TEXTO PARA LEER:
La Biblia está llena de promesas, desde la posesión de la tierra hasta la paz perpetua; promesas mas "materiales" y más "espirituales"; de hecho, del AT se podría decir que es una grande y larga promesa; e incluso el Nuevo, aunque nos pone frente al cumplimiento divino en la resurrección de Cristo, al mismo tiempo nos alecciona de que nuestra salvación es en esperanza (Rom 8,24)... nuevamente una promesa.
Pero quien seriamente sigue el desarrollo de las promesas del AT, puede constatar que ninguna de ellas se cumple literalmente ni en el sentido en que los seres humanos esperamos.
Promesa de la tierra, por ejemplo: comienza con Abraham (Gn 15,18), y si bien puede más o menos verse (efímeramente) realizada en tiempos de David-Salomón, nunca llegó a tener lo límites de los que habla en Génesis, e incluso es hasta un poco dudoso que en tiempos de David se haya llegado a una efectiva cohesión territorial como la que dicen/sueñan las historias de los libros de los Reyes o Crónicas. Andando el tiempo, y a la vista de que la tierra iba a menos, no a más, la propia Biblia comenzó a comprender la espiritualidad de tal promesa, hasta que el NT la reemplazó por la extensión universal de la Iglesia, y la promesa de una "tierra prometida" para la otra vida. Pero literalmente tal promesa no se cumplió nunca, ni por un minuto.

INFORMACIÓN DADA:
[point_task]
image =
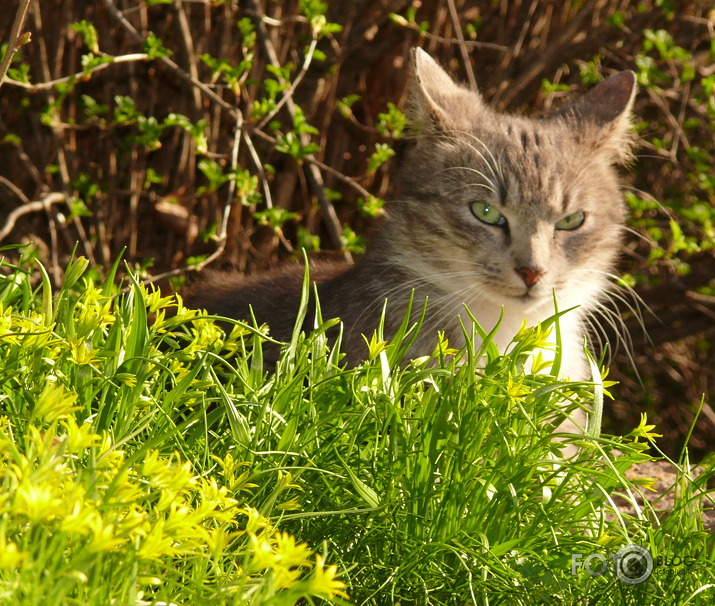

EJERCICIO:
Copia otra vez el trozo del texto sobre las promesas de la Biblia que empieza en "Promesa de la" y termina en "por un minuto.", pero cambia "Abraham" por "Abrahán".

SOLUCIÓN:
Promesa de la tierra, por ejemplo: comienza con Abrahán (Gn 15,18), y si bien puede más o menos verse (efímeramente) realizada en tiempos de David-Salomón, nunca llegó a tener lo límites de los que habla en Génesis, e incluso es hasta un poco dudoso que en tiempos de David se haya llegado a una efectiva cohesión territorial como la que dicen/sueñan las historias de los libros de los Reyes o Crónicas. Andando el tiempo, y a la vista de que la tierra iba a menos, no a más, la propia Biblia comenzó a comprender la espiritualidad de tal promesa, hasta que el NT la reemplazó por la extensión universal de la Iglesia, y la promesa de una "tierra prometida" para la otra vida. Pero literalmente tal promesa no se cumplió nunca, ni por un minuto.